● **SUPPLIED RECORDS**
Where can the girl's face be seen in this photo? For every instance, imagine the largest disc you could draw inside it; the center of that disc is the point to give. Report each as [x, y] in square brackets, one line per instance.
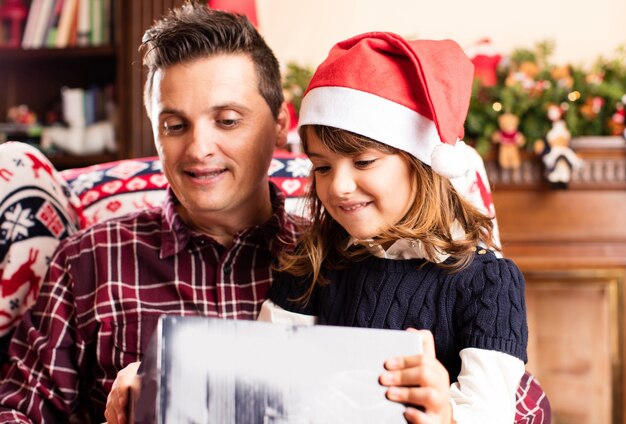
[364, 193]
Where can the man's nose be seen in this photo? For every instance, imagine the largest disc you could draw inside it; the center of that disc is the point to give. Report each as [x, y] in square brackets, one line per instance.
[204, 140]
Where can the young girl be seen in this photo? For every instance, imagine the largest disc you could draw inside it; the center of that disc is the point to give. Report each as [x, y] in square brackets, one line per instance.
[392, 243]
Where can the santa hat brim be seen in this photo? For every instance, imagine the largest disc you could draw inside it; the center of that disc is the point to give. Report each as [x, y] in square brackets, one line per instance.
[372, 116]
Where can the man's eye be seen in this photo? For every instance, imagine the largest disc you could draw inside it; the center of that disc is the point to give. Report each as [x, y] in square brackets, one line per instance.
[228, 123]
[364, 163]
[174, 127]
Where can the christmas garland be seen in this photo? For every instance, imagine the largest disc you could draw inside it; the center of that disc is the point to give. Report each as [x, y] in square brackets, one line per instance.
[591, 100]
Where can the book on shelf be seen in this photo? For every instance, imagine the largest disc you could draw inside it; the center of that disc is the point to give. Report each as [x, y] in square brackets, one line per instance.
[29, 29]
[53, 24]
[83, 32]
[67, 23]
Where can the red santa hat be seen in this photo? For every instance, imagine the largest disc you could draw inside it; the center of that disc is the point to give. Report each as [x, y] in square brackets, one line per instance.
[412, 95]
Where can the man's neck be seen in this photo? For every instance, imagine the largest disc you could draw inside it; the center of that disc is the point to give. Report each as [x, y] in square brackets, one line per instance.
[224, 226]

● **PROBLEM**
Rewrite the listing above from the line containing "Where can the santa" to the end, requests included, with every answer coordinate multiplied by 0.85 and rounded to a whole number, halves going up.

● **RESULT BELOW**
Where can the santa hat brim be seen in this photo? For every instance, imagine the largest disc you could draw inside it; the center of that disc is the point to give. Report each as [x, y] in square brackets, one line per instance.
[316, 99]
Where can the man's eye be seen in this photo? For every instance, imagine the largest disc you could draw inside it; the center of that disc is the point to give. Report each as [x, y] in square brackets, one line per instance.
[194, 105]
[309, 139]
[148, 108]
Where can the christmas garland be seen in this photo? For every instance, imagine the largest disc you could draw inside it; the center of that disc is the point to give. Report each as [x, y] in square brackets, one line per instance.
[502, 85]
Where can the book on shelf be seen in this photo? For every instance, imagine the largest disc you could draw inside it; the center of that disc is the point to give. Report each as [x, y] in square brackets, one line per instance.
[25, 25]
[45, 20]
[71, 27]
[57, 20]
Where can the red santa hat be seen in this photo? For every instance, imagine the largest disc you could draw inside it; the center of that disc is the point to give. Report each as [x, y] in square brackets, one line per instance.
[350, 81]
Where can the man's neck be seen in this photo? For every instance, imagine the largest disc you could draw inside it; the center of that disc is the point to give. Report each as [x, y] in square brackets, one line per instance.
[190, 192]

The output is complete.